Die 1980er sind bekannt für eine Reihe bis heute geliebter Spieleklassiker. Die Handelssimulation "Ports of Call" und das Strategiespiel "Defender of the Crown" sind vielen damaligen Gamern noch bis heute ein Begriff. Beide Titel haben eine wichtige Gemeinsamkeit: Für die künstlerische Umsetzung war James "Jim" Sachs verantwortlich. Der 1949 geborene Amerikaner war einst bei der Air Force und fasste in der Games-Branche Fuß, nachdem er sich die erforderlichen Kenntnisse selbst beigebracht hatte.

Sachs beherrschte aber nicht nur Grafik, sondern entwickelte auch selber Spiele. Sein Werk "Saucer Attack" für den Commodore 64 gehörte zu den damals am öftesten illegal kopierten Games. Er selbst beschrieb es einst, als das Spiel "das jeder hatte, aber niemand kaufte".

Sachs' Visualisierung der von Harper Goff gezeichneten "Nautilus".
Foto: Jim Sachs

Faszination "Nautilus"

1986 arbeitete er an einem Amiga-Spiel basierend auf Jules Vernes Buch "20.000 Meilen unter dem Meer" im Auftrag des Publishers Aegis Interactive. Die Arbeit erfolgte unter "stillschweigendem Einverständnis" von Disney, wie Sachs dem STANDARD verrät. Er selbst war vor allem von der vom Künstler Harper Goff gezeichneten Version des U-Bootes "Nautilus" fasziniert und sich deswegen des Projekts angenommen. Disney hatte eine Lizenz auf das Design. Das 1869 erschienene Buch selbst war zu dieser Zeit bereits gemeinfrei.

──────────

> [Zu erledigende Aufgabe]:
Stimmen die folgenden Aussagen mit dem vorliegenden Text überein? Beantworte jede mit Ja oder Nein und zitiere wörtlich die Worte des Textes, die darüber entscheiden: (a) Jim Sachs wurde 1949 geboren. (b) „Saucer Attack“ erschien für den Amiga. (c) Disney besaß eine Lizenz auf das Design der „Nautilus“.

──────────

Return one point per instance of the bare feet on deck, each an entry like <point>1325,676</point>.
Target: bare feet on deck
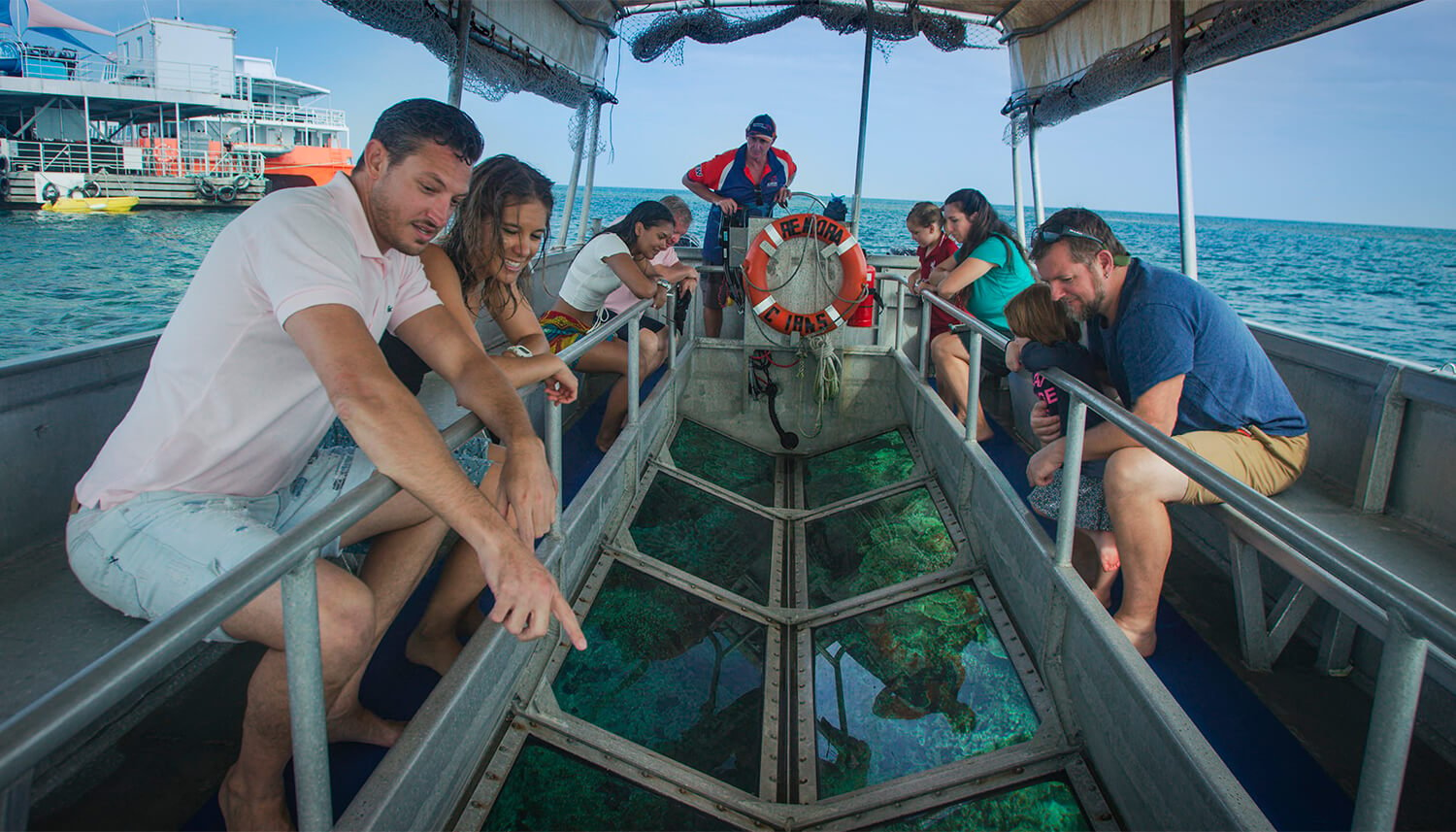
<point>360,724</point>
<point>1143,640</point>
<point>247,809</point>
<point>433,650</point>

──────────

> [Antwort zur Aufgabe]:
(a) Ja: „Der 1949 geborene Amerikaner“
(b) Nein: „Sein Werk "Saucer Attack" für den Commodore 64“
(c) Ja: „Disney hatte eine Lizenz auf das Design.“